Problem to solve ->
Render the lines below as a Markdown table with the columns "Row" and "Text," giving each line its row number and skipping any blank lines. Leave the pictures out of the table.

[Some records]
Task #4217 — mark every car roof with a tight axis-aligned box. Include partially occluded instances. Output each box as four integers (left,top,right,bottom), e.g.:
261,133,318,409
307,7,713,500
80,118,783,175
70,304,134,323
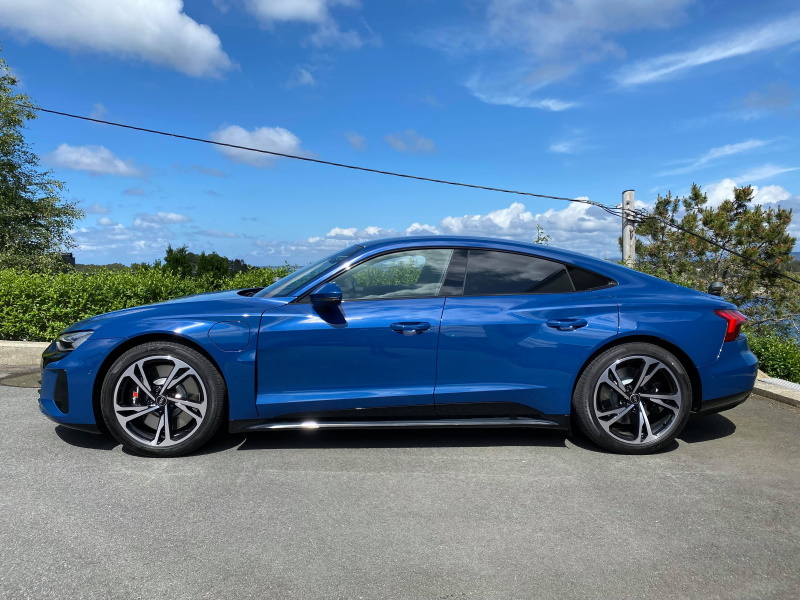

Problem solution ->
| Row | Text |
|---|---|
| 1 | Task #4217 — mark every car roof with a tight axis-aligned box. Include partially occluded instances. Output each box as four integers (left,top,right,bottom), e.g.: |
| 2 | 261,133,318,409 |
| 3 | 307,7,713,500 |
| 4 | 80,118,783,175 |
| 5 | 70,304,134,323 |